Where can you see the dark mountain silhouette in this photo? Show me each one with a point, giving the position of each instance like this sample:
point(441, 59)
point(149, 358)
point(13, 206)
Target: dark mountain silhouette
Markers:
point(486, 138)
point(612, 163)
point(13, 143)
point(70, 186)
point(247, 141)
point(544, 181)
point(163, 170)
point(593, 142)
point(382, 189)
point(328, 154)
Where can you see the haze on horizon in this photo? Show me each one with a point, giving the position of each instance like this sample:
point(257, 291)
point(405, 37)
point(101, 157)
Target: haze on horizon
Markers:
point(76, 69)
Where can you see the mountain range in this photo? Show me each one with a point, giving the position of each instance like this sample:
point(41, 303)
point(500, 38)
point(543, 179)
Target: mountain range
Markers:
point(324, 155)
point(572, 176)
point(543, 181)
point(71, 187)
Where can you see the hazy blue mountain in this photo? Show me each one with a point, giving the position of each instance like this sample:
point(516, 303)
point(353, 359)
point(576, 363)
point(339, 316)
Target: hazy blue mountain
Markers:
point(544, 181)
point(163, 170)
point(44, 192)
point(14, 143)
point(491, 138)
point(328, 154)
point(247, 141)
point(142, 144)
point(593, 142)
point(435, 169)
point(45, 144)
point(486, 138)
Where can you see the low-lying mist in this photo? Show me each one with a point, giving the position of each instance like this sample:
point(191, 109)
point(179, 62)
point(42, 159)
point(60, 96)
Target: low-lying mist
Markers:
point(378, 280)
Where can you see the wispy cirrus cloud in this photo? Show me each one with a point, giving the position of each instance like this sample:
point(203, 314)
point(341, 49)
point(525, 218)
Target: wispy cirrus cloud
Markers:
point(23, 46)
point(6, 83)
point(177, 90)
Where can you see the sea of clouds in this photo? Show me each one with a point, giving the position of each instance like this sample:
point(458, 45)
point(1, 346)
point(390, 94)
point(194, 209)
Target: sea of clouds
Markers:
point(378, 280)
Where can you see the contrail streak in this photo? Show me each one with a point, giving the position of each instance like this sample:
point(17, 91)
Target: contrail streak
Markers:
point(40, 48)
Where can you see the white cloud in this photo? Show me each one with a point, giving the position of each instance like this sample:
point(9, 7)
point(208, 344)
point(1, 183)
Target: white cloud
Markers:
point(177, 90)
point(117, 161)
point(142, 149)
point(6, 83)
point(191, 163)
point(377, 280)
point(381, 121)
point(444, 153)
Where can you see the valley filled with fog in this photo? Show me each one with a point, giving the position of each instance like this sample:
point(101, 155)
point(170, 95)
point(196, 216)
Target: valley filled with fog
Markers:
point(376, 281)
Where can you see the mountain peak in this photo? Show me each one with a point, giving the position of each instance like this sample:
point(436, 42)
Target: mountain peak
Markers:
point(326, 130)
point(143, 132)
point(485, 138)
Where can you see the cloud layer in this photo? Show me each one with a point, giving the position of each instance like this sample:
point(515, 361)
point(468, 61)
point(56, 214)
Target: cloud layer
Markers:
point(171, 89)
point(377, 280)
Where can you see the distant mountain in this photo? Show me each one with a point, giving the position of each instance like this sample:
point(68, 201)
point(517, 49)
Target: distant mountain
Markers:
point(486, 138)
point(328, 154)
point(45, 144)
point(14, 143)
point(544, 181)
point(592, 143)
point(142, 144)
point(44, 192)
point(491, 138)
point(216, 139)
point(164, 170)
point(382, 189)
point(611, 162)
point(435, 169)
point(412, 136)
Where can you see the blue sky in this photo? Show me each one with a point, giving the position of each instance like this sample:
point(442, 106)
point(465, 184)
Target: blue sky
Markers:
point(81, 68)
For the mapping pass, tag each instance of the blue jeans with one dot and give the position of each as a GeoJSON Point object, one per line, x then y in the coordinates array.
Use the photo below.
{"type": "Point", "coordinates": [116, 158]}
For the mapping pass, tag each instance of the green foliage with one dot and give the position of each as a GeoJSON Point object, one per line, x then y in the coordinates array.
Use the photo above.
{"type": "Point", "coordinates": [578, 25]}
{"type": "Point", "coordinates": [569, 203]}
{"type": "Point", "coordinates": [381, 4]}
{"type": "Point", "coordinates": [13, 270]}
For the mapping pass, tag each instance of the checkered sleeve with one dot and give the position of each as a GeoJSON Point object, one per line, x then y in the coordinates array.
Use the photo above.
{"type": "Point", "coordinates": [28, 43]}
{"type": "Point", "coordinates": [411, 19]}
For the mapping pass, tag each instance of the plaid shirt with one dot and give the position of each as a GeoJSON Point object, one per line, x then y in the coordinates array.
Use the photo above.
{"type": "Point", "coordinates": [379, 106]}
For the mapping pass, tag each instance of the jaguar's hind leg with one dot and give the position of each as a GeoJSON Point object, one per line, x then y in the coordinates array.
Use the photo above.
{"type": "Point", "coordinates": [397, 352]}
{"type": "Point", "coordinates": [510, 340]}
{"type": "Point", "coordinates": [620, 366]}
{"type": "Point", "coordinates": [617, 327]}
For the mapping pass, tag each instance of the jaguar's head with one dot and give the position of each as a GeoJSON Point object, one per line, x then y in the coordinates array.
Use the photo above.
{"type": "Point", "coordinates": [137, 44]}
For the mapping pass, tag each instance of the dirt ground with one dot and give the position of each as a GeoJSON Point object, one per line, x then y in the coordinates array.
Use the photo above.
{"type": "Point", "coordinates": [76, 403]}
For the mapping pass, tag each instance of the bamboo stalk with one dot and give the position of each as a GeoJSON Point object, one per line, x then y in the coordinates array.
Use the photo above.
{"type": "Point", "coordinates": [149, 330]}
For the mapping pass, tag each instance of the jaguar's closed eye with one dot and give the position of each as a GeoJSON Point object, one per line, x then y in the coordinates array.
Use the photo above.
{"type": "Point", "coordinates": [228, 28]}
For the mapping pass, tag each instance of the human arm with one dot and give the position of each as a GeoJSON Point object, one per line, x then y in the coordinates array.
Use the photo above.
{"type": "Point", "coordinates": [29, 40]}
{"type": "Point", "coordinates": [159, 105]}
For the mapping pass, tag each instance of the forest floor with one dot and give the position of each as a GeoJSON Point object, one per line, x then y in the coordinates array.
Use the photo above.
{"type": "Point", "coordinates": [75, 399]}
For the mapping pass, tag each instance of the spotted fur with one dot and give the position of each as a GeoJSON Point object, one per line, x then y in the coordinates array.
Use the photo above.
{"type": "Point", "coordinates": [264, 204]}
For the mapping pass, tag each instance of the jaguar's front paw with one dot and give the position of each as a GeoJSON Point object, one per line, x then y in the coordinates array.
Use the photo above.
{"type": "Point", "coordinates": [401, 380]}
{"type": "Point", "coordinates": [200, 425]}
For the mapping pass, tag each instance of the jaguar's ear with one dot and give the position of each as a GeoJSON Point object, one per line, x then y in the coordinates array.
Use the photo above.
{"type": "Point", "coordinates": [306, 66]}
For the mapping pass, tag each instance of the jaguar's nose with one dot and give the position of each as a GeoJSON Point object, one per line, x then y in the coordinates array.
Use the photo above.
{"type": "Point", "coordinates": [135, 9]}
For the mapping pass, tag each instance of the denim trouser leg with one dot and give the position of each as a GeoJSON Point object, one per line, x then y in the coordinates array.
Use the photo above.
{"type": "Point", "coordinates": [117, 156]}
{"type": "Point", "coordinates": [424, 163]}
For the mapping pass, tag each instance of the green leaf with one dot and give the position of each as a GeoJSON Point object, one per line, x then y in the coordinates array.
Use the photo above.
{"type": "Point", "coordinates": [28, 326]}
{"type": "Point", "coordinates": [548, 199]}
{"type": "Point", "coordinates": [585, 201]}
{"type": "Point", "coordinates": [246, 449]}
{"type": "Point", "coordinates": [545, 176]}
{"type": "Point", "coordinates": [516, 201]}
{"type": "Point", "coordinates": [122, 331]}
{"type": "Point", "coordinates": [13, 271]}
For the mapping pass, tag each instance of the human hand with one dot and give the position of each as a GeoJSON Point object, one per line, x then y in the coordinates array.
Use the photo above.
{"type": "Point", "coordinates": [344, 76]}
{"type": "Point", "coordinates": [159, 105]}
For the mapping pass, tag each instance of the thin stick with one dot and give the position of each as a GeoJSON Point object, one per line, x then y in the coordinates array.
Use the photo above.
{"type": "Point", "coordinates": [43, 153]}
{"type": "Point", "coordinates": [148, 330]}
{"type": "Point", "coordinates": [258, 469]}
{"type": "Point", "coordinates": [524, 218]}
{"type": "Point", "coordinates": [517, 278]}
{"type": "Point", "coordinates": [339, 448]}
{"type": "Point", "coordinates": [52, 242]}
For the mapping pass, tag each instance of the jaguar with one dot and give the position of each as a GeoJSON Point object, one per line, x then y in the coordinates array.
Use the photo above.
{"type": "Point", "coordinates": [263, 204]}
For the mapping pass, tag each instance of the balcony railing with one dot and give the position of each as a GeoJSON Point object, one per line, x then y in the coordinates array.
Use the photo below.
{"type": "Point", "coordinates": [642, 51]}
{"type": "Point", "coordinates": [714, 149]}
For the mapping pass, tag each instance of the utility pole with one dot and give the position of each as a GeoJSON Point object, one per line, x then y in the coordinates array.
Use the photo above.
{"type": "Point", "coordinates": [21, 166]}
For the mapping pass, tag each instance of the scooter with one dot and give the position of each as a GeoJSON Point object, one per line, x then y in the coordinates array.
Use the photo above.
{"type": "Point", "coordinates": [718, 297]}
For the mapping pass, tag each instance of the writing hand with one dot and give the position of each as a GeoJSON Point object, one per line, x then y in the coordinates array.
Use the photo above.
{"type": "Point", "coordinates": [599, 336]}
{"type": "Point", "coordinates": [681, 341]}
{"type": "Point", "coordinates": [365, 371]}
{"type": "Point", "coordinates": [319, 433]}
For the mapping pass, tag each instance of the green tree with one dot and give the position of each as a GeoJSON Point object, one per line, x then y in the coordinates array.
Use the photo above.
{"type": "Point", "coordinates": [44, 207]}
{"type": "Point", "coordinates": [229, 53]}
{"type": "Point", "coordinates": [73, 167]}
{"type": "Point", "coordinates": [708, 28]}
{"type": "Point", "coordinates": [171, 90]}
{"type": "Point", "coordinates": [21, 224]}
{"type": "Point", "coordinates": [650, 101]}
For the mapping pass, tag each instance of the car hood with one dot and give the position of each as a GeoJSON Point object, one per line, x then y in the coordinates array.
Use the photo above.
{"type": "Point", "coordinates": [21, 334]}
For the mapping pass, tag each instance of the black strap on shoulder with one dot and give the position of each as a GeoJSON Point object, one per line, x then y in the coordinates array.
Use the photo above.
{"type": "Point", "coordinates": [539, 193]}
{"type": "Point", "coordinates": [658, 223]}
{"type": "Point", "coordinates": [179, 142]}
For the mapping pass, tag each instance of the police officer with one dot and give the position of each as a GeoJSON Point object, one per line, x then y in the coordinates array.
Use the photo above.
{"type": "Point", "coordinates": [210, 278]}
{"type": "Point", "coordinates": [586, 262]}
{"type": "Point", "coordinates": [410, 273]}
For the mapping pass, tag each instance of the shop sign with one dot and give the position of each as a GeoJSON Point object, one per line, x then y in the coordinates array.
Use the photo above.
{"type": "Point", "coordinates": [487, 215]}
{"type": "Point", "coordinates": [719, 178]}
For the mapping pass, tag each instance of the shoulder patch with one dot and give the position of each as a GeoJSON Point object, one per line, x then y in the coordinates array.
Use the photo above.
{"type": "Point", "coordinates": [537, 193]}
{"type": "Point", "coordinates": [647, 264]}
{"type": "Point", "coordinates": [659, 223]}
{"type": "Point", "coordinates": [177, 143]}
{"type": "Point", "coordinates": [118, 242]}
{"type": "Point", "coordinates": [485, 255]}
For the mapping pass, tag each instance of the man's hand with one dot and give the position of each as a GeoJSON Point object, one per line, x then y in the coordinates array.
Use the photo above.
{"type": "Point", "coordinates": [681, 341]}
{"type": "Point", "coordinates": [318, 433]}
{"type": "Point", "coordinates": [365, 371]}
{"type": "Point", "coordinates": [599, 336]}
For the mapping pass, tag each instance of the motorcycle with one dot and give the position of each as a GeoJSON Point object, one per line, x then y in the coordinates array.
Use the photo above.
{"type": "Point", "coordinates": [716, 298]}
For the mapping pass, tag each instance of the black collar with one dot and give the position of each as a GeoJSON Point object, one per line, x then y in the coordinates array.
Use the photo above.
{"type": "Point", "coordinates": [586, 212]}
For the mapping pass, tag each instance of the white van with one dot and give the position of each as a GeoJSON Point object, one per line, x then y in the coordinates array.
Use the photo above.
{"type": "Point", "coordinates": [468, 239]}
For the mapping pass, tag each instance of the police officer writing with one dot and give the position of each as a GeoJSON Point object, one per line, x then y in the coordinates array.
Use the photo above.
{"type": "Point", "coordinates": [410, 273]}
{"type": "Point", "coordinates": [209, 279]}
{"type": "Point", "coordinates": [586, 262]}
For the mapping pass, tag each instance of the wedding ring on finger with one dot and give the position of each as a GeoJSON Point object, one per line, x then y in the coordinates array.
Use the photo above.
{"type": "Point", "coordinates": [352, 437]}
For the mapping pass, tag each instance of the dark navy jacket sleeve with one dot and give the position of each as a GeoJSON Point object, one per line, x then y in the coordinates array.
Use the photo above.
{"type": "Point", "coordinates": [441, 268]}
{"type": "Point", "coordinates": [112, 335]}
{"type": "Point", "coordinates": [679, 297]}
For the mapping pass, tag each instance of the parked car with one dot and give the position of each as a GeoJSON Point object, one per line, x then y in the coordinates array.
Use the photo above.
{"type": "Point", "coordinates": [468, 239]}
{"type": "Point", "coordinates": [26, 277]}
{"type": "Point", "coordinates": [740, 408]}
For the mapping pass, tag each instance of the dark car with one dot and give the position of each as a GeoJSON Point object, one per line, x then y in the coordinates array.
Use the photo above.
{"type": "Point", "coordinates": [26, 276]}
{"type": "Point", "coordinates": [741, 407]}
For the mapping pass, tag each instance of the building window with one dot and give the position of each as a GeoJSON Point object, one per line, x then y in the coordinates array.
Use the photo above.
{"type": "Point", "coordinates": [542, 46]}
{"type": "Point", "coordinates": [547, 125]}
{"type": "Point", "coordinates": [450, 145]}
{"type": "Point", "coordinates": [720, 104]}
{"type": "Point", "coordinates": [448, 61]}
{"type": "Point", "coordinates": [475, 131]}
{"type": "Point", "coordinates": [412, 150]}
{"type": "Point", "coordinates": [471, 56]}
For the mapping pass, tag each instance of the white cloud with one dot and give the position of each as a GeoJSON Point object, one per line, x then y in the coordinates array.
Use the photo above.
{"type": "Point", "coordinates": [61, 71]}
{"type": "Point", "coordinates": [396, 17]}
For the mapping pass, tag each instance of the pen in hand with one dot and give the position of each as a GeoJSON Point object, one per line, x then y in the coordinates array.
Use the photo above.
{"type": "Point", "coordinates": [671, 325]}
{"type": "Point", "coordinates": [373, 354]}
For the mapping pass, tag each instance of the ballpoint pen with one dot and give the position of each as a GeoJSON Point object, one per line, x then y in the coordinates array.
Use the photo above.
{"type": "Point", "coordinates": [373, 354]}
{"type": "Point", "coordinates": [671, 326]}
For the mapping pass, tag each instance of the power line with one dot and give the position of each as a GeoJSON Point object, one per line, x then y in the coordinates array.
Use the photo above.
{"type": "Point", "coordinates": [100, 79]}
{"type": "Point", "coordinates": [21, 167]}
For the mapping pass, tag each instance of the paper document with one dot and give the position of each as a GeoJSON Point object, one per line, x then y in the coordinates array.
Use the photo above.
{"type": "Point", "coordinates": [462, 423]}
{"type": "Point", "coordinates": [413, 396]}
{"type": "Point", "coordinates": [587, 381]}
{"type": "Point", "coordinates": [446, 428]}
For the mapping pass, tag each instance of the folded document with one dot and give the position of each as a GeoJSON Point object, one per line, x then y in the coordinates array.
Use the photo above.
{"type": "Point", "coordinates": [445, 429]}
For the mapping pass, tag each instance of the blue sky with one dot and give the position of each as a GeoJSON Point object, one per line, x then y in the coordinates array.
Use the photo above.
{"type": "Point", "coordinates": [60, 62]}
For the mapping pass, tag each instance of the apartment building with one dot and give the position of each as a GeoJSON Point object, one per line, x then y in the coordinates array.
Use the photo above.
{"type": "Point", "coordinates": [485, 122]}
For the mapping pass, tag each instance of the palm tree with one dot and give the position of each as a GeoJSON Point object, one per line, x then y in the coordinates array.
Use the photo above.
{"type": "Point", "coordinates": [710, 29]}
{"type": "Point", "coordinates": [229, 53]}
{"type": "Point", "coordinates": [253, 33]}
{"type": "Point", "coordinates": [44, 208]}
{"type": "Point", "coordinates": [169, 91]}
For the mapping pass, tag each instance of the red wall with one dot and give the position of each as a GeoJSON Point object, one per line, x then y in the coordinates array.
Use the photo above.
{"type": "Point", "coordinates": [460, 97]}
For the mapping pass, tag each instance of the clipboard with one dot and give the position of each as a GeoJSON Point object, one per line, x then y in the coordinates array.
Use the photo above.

____

* **Stated task**: Please convert part of the records above into a Markdown table with the columns Number and Entry, giving each line its own numbered row. Begin at the line that has "Where can you see the cloud", stop after the line that has "point(81, 68)", and leave out any blank lines.

* **Result of the exercise**:
| Number | Entry |
|---|---|
| 1 | Where can you see the cloud layer in this photo? Show me each one with a point, giving the position of each instance like this sample: |
| 2 | point(515, 361) |
| 3 | point(468, 61) |
| 4 | point(56, 214) |
| 5 | Target: cloud layer |
| 6 | Markers: |
| 7 | point(171, 89) |
| 8 | point(377, 280) |
| 9 | Where can you see the distant mountain in this photo? Show me each one with a point, giving the position of each instance like this sample: |
| 10 | point(68, 201) |
| 11 | point(517, 49) |
| 12 | Target: distant mountain |
| 13 | Markers: |
| 14 | point(486, 138) |
| 15 | point(328, 154) |
| 16 | point(45, 144) |
| 17 | point(14, 143) |
| 18 | point(544, 181) |
| 19 | point(592, 143) |
| 20 | point(142, 144) |
| 21 | point(44, 192) |
| 22 | point(491, 138) |
| 23 | point(216, 139) |
| 24 | point(164, 170) |
| 25 | point(382, 189) |
| 26 | point(611, 162) |
| 27 | point(435, 169) |
| 28 | point(412, 136) |
| 29 | Where can you see the blue sky in this photo? Show me each one with a point, giving the position of each instance like this sample: |
| 30 | point(442, 106) |
| 31 | point(465, 184) |
| 32 | Target: blue sky |
| 33 | Markers: |
| 34 | point(81, 68) |